WHAT TO PRODUCE –
Will you transcribe the entries that follow, exactly and in full?

RECORDS SHOWN –
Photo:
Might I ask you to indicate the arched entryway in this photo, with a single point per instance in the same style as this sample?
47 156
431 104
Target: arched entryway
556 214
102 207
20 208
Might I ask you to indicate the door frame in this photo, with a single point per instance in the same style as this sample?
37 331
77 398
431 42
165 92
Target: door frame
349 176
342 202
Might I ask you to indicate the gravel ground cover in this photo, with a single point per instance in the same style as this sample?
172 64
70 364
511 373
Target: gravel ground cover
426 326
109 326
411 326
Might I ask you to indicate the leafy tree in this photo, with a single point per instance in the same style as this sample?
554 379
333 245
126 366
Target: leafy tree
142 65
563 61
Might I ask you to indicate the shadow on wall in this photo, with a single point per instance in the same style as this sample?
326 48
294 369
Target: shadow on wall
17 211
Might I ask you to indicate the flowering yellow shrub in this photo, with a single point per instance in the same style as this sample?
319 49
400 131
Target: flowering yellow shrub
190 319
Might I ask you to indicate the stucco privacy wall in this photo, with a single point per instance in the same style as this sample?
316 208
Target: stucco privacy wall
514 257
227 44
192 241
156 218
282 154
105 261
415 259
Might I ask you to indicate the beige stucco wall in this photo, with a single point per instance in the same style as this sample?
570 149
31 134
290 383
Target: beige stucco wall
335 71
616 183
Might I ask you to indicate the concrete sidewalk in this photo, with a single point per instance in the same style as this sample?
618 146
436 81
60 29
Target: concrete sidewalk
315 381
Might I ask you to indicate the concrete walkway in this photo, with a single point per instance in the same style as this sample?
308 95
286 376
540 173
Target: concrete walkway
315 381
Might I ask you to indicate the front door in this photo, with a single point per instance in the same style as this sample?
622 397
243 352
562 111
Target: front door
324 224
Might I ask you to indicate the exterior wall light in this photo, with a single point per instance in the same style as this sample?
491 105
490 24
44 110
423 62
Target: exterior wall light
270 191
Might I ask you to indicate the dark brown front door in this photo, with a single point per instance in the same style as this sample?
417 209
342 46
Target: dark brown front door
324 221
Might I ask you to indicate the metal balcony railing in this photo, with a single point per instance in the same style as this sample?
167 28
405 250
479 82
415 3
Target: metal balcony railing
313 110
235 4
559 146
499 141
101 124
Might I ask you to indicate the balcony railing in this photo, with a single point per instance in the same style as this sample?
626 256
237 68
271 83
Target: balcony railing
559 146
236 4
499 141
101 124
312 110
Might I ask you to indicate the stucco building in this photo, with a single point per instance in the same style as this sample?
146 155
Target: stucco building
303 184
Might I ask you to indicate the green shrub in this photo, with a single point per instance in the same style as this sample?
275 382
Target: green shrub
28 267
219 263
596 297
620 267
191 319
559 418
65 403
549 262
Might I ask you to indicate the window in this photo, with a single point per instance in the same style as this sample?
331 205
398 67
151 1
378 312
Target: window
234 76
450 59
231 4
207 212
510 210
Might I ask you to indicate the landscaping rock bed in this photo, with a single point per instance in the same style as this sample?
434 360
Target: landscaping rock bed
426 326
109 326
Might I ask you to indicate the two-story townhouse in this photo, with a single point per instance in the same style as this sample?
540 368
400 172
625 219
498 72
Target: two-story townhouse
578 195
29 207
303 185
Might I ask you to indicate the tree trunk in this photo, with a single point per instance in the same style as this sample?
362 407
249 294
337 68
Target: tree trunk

ANSWER TO THIS PROBLEM –
Photo:
Might I ask you to indicate the arched entryway in this photo, with a single point per instance in the same style as this sample?
47 156
431 104
Target: arched entryway
556 214
102 207
20 208
Might I ask you to indicate the door frame in this photo, with a single point per instance in the same style as this sample?
37 331
77 398
431 42
165 92
Target: door frame
349 176
342 202
Might I ask you to indicate the gravel ground cover in this photo, with a single point per instance in the same style as this sample?
172 64
70 364
511 373
Target: gravel ground cover
426 326
109 326
411 326
Might I ask you to indicate the leafy tree in this photo, with a single point per instance in the same style as this sample?
554 379
333 245
126 366
Target: leafy tree
142 65
563 61
Might I ask you to indicate the shadow on wall in this photo, with a single point per instance in the same style as this sample?
326 48
294 369
Target: shadow on wall
17 211
Might I ask you to indicate the flowering yellow shrub in this photo, with a single point per instance in the same style as this sample?
319 49
400 131
Target: flowering yellow shrub
190 319
Might I ask you to indicate the stucco privacy wall in this photo, with a single point per instance in the same style as this sample?
316 208
Target: stucco privacy wall
514 257
227 44
192 241
156 218
282 154
105 261
415 259
Might I ask you to indicate the beige stucco wall in this photo, with a single point per instance in the same style as this sample?
570 149
31 134
290 383
Target: beige stucco wall
335 71
616 183
Might I ask you to indicate the concrete sidewalk in this photo, with a single point per instance in the same style as this sample?
618 146
436 81
60 29
Target: concrete sidewalk
315 381
Might I ask you to indicate the concrete walkway in this photo, with a single point per instance in the same style as this sample?
308 95
286 376
540 173
Target: concrete walkway
315 381
Might I ask you to indicate the front door in this photo, with a single point per instance in the same style as this sample?
622 397
243 352
562 111
Target: front door
324 224
Might I ask you to indicate the exterior wall light in this photo, with a single point per instance in the same style as this sample?
491 105
490 24
44 110
423 62
Target: exterior wall light
270 191
Might I ask you to indicate the dark brown front door in this photo, with a single point per instance in the same style as this sample?
417 209
342 46
Target: dark brown front door
324 221
Might I ask you to indicate the metal balcony railing in this photo, with a single point per instance in the same style as this sample?
167 28
405 250
479 82
415 3
Target: metal balcony railing
313 110
235 4
559 146
499 141
101 124
Might I ask you to indicate the balcony railing in this photo, with a single point per instance in the same style as this sample?
626 256
237 68
271 83
Target: balcony railing
559 146
236 4
499 141
101 124
312 110
Might I ask you to indicate the stucco building in this photo, with a single point per instance in the same style as this sample?
146 155
Target: stucco building
303 184
Might I ask you to indicate the green shrub in this photo, with a single point per instance in the same style as this sample?
275 382
Target: green shrub
28 267
219 263
596 297
620 267
191 319
559 418
65 403
549 262
Might I ask you to indicate the window in this photo, with a single point per instance in the same style as this sample?
331 205
398 67
151 1
378 312
Target: window
234 76
450 59
231 4
207 212
510 210
Might I ask you to indicate the landscaping rock bed in this photo, with a single point per instance in the same style as this sample?
434 360
Target: landscaping rock bed
426 326
109 326
Might I ask you to indicate the two-story townhouse in this photo, with a single point per instance in the same style as this sample?
540 368
400 172
625 219
498 72
Target: two-story townhouse
578 195
29 207
303 185
Might I ask you to indicate the tree trunk in this photo, with a single point per instance in the same style as this sample?
362 407
249 294
337 68
Target: tree trunk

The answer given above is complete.